» **ENTRIES SHOWN**:
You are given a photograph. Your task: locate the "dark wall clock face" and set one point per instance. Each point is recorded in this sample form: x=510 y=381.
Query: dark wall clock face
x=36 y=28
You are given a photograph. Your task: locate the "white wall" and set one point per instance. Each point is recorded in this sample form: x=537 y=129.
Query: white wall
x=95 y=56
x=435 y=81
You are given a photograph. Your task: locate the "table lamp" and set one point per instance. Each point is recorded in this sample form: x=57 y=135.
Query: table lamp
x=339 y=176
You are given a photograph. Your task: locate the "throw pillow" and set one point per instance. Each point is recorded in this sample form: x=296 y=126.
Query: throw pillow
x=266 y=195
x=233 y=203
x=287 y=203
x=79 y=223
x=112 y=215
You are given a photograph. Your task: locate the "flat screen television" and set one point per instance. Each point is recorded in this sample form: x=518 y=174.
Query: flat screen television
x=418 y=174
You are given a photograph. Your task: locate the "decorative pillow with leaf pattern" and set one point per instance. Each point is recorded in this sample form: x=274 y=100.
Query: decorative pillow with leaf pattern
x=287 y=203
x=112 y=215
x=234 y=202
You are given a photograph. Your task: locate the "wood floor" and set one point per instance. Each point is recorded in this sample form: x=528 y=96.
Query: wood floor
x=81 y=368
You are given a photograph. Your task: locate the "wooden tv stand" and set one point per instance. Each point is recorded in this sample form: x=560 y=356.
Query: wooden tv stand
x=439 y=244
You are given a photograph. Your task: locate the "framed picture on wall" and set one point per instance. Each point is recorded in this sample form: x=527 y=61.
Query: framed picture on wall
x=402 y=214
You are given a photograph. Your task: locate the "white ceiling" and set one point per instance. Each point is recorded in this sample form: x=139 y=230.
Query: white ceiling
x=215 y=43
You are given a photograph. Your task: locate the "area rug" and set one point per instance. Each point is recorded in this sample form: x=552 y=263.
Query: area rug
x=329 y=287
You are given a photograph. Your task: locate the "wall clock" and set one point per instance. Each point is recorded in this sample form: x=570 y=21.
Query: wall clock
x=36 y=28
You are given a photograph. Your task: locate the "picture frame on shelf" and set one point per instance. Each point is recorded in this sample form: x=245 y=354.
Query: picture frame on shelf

» **YOUR INSTRUCTIONS**: Retype all the items above line for line, without changing a single character.

» **IN RESPONSE**:
You are given a photograph. Your task: locate the "dark wall clock face" and set one point per instance. Each point is recorded in this sample form: x=510 y=381.
Query: dark wall clock face
x=36 y=28
You are given a photograph. Your task: locate the "white wall" and set one point per instance. Each point is recorded in this sample form: x=537 y=129.
Query: white wall
x=95 y=56
x=435 y=81
You are given a photograph. Your task: locate the "table lamp" and set one point per instance. Each point is recorded in this sample form: x=57 y=135.
Query: table lamp
x=339 y=176
You are given a photograph. Your task: locate the "throw pillow" and set one point per instance. Each point is recorded in this sample form: x=296 y=126.
Query: throw pillow
x=266 y=195
x=233 y=203
x=287 y=203
x=79 y=223
x=112 y=215
You are given a photograph. Your task: locate the "flat screen television" and set one point per instance. Each point is recorded in this sample form: x=518 y=174.
Query: flat screen television
x=418 y=174
You are given a photograph. Your task: locate the "decorative pillow with leaf pattern" and set one point per instance. Each point is recorded in this sample form: x=274 y=100.
Query: decorative pillow with leaf pattern
x=287 y=203
x=112 y=215
x=234 y=202
You are given a photograph. Your task: locate the "wood floor" and set one point per instance. Each point is recorded in this sample form: x=528 y=96.
Query: wood floor
x=81 y=368
You are given a photograph. Your task: locate the "wooden tv stand" and set one point per instance. Each point is recorded in this sample form: x=560 y=356.
Query: wooden tv stand
x=439 y=244
You are given a photograph. Your task: locate the "framed picture on wall" and set one point per instance. Each point is recorded in this sample form: x=527 y=61.
Query: framed picture on wall
x=402 y=214
You are given a photograph. Your task: locate the "white ceiling" and set one point per instance. Each point is recorded in this sample form: x=139 y=230.
Query: white ceiling
x=215 y=43
You are given a photograph. Your task: locate the "area rug" and set one point per instance. Each point is recorded in this sample form: x=552 y=263.
Query: area rug
x=329 y=287
You are given a photograph. Your task: locate the "wall clock" and set one point per instance. Each point is recorded in this sample form: x=570 y=21.
Query: wall clock
x=36 y=28
You are given a photograph. Your task: locate the "picture frame on shelf" and set one point per instance. Each point is recorded in this sample form: x=245 y=354.
Query: picture frame on shelf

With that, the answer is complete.